»»

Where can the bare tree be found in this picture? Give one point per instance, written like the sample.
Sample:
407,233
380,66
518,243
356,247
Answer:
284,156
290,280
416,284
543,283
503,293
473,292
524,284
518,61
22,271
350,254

««

* **PROBLEM REQUIREMENTS**
Copy every line above without altering a word.

* **EXERCISE OUTPUT**
Where can the bare tree be found in this picture? Give one point per instance, written like the sample.
Sample:
407,233
380,66
518,243
356,247
Answer:
284,156
290,280
416,284
543,283
503,293
473,292
524,284
518,61
22,271
350,254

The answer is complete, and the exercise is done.